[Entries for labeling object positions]
----------------

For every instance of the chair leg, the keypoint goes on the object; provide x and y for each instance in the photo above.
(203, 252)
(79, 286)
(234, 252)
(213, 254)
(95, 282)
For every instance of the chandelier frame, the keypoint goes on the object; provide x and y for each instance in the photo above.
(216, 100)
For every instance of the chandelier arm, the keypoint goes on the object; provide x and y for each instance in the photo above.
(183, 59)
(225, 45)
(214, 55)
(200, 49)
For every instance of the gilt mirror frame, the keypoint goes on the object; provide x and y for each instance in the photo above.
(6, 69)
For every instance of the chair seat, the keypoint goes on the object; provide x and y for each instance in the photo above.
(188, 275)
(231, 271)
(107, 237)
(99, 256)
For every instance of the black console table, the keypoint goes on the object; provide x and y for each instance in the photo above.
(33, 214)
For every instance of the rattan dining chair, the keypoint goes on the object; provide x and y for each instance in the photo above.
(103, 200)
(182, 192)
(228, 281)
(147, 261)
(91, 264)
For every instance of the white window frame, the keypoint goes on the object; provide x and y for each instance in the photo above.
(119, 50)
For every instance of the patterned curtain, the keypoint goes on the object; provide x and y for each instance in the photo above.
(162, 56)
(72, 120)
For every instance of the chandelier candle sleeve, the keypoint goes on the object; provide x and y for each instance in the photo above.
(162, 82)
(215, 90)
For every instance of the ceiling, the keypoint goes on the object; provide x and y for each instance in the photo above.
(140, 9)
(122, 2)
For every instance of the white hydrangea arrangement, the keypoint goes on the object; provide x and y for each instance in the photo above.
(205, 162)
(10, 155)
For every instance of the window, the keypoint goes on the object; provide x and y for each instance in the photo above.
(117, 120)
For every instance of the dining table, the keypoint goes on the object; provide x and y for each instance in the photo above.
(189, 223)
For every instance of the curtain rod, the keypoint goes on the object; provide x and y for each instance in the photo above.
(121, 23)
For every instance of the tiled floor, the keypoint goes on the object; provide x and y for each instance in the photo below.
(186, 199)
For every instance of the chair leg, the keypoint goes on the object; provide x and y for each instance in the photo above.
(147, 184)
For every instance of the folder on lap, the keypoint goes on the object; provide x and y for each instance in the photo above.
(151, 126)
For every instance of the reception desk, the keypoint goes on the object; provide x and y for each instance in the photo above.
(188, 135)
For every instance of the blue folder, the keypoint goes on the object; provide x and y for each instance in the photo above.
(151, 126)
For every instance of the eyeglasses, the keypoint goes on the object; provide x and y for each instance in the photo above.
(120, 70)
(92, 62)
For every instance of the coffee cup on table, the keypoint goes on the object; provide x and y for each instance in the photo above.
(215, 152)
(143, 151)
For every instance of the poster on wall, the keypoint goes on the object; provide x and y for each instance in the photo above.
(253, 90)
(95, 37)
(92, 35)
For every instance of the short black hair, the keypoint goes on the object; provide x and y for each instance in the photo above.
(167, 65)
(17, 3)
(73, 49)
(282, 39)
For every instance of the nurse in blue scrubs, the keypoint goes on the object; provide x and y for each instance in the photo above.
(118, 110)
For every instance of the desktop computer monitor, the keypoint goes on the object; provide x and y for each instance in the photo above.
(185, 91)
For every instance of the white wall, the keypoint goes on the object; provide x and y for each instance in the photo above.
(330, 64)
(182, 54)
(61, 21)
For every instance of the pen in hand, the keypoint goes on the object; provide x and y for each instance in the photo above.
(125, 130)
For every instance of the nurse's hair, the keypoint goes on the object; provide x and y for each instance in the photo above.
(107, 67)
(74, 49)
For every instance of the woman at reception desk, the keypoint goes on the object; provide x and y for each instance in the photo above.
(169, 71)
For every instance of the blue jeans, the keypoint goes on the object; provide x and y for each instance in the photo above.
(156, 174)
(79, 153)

----------------

## [Work to complete]
Arrange the lines of the material, from the line containing "For every instance of the blue jeans, the" through the last line, inclusive, as a JSON list of strings with one string per line. Leave out any blank lines.

## [Written reply]
[
  "For every instance of the blue jeans, the keypoint goes on the object; provide x and y for each instance in the photo above.",
  "(156, 174)",
  "(79, 153)"
]